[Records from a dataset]
** Start **

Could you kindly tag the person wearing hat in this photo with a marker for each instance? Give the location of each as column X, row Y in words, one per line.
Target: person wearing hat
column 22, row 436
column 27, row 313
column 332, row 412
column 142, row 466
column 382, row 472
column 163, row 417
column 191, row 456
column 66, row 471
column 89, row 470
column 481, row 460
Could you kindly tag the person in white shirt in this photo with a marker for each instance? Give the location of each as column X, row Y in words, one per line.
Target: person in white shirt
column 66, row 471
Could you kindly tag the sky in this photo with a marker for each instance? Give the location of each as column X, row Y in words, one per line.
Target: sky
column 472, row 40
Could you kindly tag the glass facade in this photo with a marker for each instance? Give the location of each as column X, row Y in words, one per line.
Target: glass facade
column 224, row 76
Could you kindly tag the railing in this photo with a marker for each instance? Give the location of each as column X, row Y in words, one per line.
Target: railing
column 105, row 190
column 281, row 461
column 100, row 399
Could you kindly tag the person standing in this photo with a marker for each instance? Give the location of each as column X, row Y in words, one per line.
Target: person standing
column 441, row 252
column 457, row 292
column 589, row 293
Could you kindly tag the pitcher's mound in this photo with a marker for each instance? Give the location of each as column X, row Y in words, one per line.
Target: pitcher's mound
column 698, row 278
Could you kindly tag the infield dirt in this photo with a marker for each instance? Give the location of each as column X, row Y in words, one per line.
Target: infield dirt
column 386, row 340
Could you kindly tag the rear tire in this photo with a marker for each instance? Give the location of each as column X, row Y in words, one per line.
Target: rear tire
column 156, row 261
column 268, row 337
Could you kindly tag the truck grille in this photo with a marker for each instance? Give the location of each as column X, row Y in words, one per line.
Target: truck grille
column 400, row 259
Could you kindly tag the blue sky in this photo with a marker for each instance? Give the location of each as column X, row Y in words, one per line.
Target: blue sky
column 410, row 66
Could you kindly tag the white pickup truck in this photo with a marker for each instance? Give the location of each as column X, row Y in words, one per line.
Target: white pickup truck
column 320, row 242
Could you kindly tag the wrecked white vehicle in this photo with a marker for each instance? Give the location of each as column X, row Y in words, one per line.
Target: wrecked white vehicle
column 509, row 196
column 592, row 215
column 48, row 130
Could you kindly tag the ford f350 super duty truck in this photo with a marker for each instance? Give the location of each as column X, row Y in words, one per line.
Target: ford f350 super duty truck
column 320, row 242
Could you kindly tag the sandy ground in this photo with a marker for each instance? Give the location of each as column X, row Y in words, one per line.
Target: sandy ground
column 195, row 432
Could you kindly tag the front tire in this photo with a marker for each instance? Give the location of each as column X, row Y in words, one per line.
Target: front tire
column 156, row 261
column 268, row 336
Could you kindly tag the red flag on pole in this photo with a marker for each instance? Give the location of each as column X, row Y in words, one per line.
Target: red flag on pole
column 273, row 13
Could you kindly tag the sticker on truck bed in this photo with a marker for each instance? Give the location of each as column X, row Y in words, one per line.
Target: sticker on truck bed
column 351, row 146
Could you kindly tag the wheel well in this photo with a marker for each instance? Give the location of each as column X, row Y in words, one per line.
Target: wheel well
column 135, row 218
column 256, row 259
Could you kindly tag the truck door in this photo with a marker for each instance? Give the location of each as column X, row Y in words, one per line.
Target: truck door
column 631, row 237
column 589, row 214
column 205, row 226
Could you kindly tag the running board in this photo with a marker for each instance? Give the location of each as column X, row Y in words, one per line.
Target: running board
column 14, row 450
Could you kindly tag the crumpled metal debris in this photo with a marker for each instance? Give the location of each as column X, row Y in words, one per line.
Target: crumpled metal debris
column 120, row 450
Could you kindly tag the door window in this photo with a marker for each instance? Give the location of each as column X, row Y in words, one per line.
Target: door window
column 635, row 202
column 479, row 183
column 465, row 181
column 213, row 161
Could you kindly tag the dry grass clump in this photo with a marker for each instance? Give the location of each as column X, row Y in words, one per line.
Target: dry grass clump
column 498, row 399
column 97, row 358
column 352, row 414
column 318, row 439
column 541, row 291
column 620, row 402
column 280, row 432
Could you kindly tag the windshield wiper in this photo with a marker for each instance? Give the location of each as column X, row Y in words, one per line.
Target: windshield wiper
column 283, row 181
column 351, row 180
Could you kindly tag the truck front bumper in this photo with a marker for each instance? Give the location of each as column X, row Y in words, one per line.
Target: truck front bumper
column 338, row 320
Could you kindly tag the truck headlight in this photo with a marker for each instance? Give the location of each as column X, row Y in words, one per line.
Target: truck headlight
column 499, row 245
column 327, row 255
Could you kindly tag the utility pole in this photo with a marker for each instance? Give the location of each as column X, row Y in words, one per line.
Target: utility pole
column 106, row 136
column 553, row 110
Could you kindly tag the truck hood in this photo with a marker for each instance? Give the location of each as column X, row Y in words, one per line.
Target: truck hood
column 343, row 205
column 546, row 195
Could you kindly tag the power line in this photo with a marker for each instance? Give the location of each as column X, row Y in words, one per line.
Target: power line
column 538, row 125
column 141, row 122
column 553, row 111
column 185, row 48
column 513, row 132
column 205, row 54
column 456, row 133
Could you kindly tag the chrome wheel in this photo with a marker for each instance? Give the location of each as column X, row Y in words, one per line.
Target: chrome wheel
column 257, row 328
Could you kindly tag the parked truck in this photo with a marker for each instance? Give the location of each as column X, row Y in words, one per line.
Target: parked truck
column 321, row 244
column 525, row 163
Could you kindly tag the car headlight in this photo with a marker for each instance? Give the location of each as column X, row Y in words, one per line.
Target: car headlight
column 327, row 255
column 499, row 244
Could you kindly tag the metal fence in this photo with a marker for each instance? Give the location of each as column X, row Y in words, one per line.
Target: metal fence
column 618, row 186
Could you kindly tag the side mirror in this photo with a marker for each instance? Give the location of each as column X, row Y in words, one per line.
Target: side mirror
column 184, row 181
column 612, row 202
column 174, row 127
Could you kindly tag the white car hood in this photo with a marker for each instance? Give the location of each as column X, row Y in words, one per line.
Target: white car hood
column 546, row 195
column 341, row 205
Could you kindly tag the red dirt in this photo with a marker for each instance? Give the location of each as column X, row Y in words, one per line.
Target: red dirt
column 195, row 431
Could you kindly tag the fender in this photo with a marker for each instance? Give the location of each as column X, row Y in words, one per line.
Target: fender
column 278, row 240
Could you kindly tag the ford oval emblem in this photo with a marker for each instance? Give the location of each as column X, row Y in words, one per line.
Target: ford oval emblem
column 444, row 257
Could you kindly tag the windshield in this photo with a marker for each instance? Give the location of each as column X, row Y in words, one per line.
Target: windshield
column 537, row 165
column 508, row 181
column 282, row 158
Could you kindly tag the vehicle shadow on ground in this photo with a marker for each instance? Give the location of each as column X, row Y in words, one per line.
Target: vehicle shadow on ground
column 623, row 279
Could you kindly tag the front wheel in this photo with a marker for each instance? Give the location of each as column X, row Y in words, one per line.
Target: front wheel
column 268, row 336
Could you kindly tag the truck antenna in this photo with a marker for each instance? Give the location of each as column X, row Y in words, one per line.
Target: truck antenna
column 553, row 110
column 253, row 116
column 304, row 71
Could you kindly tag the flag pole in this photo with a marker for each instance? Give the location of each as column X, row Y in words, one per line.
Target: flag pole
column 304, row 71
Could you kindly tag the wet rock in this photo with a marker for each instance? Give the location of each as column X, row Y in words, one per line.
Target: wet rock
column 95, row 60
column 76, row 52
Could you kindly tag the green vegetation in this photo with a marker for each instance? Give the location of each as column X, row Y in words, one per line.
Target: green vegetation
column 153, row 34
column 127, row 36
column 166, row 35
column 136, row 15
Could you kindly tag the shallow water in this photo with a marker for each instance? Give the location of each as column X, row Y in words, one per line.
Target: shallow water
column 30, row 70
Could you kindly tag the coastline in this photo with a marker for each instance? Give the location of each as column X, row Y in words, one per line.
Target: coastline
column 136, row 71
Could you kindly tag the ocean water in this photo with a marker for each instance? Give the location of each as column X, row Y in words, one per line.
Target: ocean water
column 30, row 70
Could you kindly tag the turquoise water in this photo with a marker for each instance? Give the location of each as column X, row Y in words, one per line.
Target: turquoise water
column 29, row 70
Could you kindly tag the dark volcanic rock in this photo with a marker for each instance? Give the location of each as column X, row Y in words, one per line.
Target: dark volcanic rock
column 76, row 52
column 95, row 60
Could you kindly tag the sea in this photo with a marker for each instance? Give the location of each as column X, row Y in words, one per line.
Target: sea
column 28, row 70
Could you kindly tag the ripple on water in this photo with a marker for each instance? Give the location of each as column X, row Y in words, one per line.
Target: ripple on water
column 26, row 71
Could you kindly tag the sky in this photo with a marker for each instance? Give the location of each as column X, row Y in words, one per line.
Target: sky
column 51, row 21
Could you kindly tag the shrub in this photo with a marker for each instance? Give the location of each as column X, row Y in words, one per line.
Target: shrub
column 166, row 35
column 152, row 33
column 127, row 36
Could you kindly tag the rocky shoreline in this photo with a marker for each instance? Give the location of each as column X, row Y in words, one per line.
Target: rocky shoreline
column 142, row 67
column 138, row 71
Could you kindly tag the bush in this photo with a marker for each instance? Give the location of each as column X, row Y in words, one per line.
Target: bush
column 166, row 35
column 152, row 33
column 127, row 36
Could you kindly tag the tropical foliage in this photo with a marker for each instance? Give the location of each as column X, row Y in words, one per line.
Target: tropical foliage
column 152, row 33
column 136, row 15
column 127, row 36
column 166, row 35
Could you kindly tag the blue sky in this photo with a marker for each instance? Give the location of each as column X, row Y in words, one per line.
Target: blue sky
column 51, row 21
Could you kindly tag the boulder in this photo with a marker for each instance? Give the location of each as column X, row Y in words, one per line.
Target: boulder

** End **

• [GOAL] Reproduce, without alteration, the lines in the material above from the one containing "Could you kindly tag the white car" through the one containing "column 195, row 431", both included.

• [RESULT]
Could you kindly tag the white car hood in this photo with a marker for each instance? Give the location of each as column X, row Y in words, one per line.
Target: white car hood
column 546, row 195
column 341, row 205
Could you kindly tag the red dirt in this photo with a marker for each instance? Give the location of each as column X, row Y in words, one per line.
Target: red dirt
column 195, row 431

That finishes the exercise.